*PASSAGE SHOWN*.
Customers line up at the check out booth on April 18, 2025 at a Costco branch in Niantic, Connecticut.
Robert Nickelsberg | Getty Images
The annual inflation rate ticked higher in June, in line with expectations, as lower prices at the gasoline pump somewhat offset higher prices at the grocery store.
Economists said they expect the full impact from the Trump administration’s tariff agenda to raise consumer prices more in the months ahead — but they said trade policies have already started to noticeably affect inflation.
The consumer price index, a key inflation barometer, rose 2.7% in the 12 months through June, up from 2.4% in May, the Bureau of Labor Statistics said Tuesday.
Tariffs’ inflationary effect
President Donald Trump’s tariffs continue to work their way through the U.S. economy, even as the risk of further escalation grows.
Trump announced Saturday that the U.S. will impose 30% tariffs on the European Union and Mexico starting Aug. 1. On Monday, Trump threatened to impose “secondary tariffs” on Russia’s trade partners, “at about 100%.”

*COLLECTED DATA*.
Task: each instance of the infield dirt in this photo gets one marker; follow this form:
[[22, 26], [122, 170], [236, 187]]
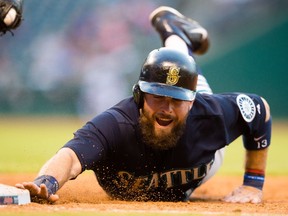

*TASK TO CARRY OUT*. Rewrite the article on June inflation from "Robert Nickelsberg |" to "Statistics said Tuesday.", with "grocery store" changed to "supermarket".

*SOLVED PROBLEM*.
Robert Nickelsberg | Getty Images
The annual inflation rate ticked higher in June, in line with expectations, as lower prices at the gasoline pump somewhat offset higher prices at the supermarket.
Economists said they expect the full impact from the Trump administration’s tariff agenda to raise consumer prices more in the months ahead — but they said trade policies have already started to noticeably affect inflation.
The consumer price index, a key inflation barometer, rose 2.7% in the 12 months through June, up from 2.4% in May, the Bureau of Labor Statistics said Tuesday.